Document:
———

Here at California Tactical Academy we see a good number of our students coming through our classes to become more proficient with their concealed carry weapon. A very prudent endeavor if one has taken on the responsibility of owning or carrying a firearm for their safety. But, deploying a firearm for self-defense, particularly in a public venue, comes with many risks beyond the actual engagement and possible civil or criminal processes that might follow a shooting.
In our advanced classes, and our tactics classes, we stress the importance of looking for additional threats before holstering. At the end of the gun fight or shooting, holstering is the last thing we want to do. We will holster the gun but it is the final step. Holstering your firearm before the gun fight or shooting is over is imprudent and exposes us to additional dangers. So, until we are sure the shooting part of the fight is done, we keep the gun ready.

———

Stated task A: Pick out every line of the records that contains the string "stool", and copy each of those lines.
The text on holstering and the records have nothing to do with each other.

Information shown:
———

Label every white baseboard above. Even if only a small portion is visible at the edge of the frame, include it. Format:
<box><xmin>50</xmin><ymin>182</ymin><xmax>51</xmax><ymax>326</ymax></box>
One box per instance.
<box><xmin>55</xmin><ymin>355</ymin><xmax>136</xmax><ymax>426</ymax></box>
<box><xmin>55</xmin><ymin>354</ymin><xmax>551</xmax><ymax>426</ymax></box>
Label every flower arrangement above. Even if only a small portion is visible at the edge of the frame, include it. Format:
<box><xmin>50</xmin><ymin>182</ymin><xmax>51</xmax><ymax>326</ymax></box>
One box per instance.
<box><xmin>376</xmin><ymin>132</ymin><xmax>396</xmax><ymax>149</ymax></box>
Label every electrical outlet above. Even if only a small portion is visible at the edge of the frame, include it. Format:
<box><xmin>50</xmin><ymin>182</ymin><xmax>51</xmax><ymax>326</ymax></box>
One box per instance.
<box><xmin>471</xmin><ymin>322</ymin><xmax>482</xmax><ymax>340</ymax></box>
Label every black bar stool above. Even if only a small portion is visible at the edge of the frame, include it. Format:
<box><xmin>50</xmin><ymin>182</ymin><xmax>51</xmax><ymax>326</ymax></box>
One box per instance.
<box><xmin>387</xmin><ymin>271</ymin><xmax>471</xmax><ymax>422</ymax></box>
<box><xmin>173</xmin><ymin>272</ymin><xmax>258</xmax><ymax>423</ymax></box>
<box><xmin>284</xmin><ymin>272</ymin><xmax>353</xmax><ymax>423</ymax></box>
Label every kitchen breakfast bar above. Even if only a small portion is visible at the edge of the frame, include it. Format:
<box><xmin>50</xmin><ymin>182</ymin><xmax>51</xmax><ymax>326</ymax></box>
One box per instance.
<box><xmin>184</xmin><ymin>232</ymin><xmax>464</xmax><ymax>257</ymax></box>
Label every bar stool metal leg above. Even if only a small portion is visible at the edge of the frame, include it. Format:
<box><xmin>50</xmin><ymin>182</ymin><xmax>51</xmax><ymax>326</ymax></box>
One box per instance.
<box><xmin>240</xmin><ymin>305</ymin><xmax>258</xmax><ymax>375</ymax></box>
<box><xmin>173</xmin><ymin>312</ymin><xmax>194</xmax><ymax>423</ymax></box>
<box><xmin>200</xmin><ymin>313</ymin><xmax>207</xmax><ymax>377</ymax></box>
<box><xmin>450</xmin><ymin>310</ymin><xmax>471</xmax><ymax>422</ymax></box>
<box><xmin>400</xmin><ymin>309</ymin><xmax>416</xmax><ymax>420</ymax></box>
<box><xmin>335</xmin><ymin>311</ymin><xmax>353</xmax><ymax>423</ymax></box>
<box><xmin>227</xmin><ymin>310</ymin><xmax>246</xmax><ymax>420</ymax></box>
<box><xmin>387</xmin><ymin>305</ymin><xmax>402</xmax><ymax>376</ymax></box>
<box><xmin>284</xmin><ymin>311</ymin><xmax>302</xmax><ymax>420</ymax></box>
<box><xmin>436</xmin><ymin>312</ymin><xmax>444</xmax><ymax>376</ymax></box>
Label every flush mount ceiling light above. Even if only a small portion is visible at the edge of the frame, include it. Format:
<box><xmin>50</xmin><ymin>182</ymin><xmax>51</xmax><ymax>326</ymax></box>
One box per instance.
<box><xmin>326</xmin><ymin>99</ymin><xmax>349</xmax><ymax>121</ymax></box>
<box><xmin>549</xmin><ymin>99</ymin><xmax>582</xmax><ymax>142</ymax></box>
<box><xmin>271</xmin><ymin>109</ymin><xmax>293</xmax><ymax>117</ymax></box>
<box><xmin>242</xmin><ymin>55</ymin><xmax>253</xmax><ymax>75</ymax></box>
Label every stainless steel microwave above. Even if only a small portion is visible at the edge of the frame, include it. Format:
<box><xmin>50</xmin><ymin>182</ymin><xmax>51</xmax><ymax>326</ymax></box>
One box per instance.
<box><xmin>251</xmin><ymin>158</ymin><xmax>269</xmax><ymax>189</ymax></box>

———

Stated task B: Print the text on holstering in full, word for word.

Reply A:
Label every black bar stool above. Even if only a small portion is visible at the edge of the frame, include it. Format:
Label every bar stool metal leg above. Even if only a small portion is visible at the edge of the frame, include it. Format:

Reply B:
Here at California Tactical Academy we see a good number of our students coming through our classes to become more proficient with their concealed carry weapon. A very prudent endeavor if one has taken on the responsibility of owning or carrying a firearm for their safety. But, deploying a firearm for self-defense, particularly in a public venue, comes with many risks beyond the actual engagement and possible civil or criminal processes that might follow a shooting.
In our advanced classes, and our tactics classes, we stress the importance of looking for additional threats before holstering. At the end of the gun fight or shooting, holstering is the last thing we want to do. We will holster the gun but it is the final step. Holstering your firearm before the gun fight or shooting is over is imprudent and exposes us to additional dangers. So, until we are sure the shooting part of the fight is done, we keep the gun ready.